TASK STATEMENT – Please reproduce the passage on angle closure from lens subluxation word for word, from "Limitations of the" to "opacity of cataracts.".

GIVEN PASSAGE –
In this study, data from the contralateral eyes were incomplete; therefore, anterior chamber depth was not compared between the two eyes.
Patients with angle-closure glaucoma usually exhibit a shorter ocular axial length. However, the ocular axial length in the group of patients with acute angle closure caused by ASAC-LS was not significantly different from that in the cataract group, but was longer than that in the APAC and CPACG groups. It has been reported that LS patients have the longest ocular axial length among the population with acute angle closure. Other causes of acute angle closure include iris bombe, pupil block, and plateau iris [17-18].
Among the four groups of patients, lens thickness in the ASAC-LS group was the greatest, and was significantly different from that in the cataract and the CPACG groups; therefore, lens thickness was not sufficient to diagnose the four diseases. As a result, the parameter of lens position (LP) (defined as the sum of anterior chamber depth and 1⁄2 lens thickness) was introduced in this study. Calculations indicated that there was significant difference between any two groups. Some studies[19] in the literature used lens vault (defined as the perpendicular distance between the anterior lens pole and the horizontal line joining the two scleral spurs) measured using UBM as an indicator of lens morphology and found that lens vault increases in patients with unstable suspensory ligaments of the lens.
When the lens is subluxated, the lens zonule dehisence has a large effect on the position of the lens. In this group, the dehisence was recorded during surgery and was found to correlate with AD. Therefore, for occult LS, which does not have clear clinical manifestations and does not have a very high UBM diagnosis rate in our data.
The diagnostic accuracy was 98.0% with 25 MHz UBM and slightly subluxated lens eyes could be detected[20].
AD can be used as one of the indirect determinant indicators.
In summary, we retrospectively analyzed biometric characteristics of the anterior segment of patients with acute angle closure secondary to occult LS. Several points should be addressed during diagnosis and treatment. For younger patients with acute angle-closure glaucoma, it is necessary to exclude lens zonula relaxation caused by abnormal lens development; otherwise, the patients would be misdiagnosed with APAC rather than acute secondary angle-closure glaucoma due to lens dislocation and undergo peripheral iridotomy or glaucoma filtering surgery, which not only increases the risk for complications, such as intraoperative vitreous herniation, postoperative shallow anterior chamber and even malignant glaucoma, but also reduces the success rate of the operation. When applicable, UBM should be used to observe whether the suspensory ligament of the lens is severed or simply relaxed. The anterior chamber depth should be measured: a short depth (< 1.25 mm) is highly indicative of abnormality in the lens zonula dehiscence or relaxation, and the depth should be compared with that of the contralateral eye. Lens thickness should be measured and, if it is > 5.13 mm, abnormal suspensory ligament of the lens should be suspected. Meanwhile, LP and CLP can be calculated for differential diagnosis.
Limitations of the present study include the absence of a biometric comparison of the lateral eyes in each group of patients. LS900 can only be used to measure the patients with no serious opacity of cataracts.

Point-per-instance localization data:
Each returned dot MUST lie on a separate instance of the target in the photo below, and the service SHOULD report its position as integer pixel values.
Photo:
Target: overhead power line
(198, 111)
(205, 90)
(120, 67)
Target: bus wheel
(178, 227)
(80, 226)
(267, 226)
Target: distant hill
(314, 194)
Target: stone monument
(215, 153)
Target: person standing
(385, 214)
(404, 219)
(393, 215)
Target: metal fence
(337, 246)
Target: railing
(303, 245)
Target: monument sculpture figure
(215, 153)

...

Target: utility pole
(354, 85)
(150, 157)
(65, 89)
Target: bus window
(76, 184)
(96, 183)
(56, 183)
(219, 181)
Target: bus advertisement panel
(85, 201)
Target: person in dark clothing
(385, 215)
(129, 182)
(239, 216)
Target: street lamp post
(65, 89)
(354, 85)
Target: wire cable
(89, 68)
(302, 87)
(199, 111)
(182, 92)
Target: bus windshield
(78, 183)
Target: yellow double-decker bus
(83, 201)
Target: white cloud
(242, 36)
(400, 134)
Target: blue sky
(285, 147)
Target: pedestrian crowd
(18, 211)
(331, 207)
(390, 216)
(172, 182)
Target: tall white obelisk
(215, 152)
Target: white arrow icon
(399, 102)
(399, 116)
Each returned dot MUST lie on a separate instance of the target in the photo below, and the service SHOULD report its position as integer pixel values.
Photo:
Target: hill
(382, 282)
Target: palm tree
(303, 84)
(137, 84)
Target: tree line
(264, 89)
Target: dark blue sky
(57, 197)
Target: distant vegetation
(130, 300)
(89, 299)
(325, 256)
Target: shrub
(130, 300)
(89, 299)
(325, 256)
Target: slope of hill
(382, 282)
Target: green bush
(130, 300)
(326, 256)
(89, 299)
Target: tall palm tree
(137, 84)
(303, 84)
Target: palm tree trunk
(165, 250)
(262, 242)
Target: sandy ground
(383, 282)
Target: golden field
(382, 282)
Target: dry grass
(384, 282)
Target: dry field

==

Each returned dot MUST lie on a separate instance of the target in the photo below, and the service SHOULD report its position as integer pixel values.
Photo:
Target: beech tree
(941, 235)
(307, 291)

SOLUTION TO THIS EXERCISE –
Limitations of the present study include the absence of a biometric comparison of the lateral eyes in each group of patients. LS900 can only be used to measure the patients with no serious opacity of cataracts.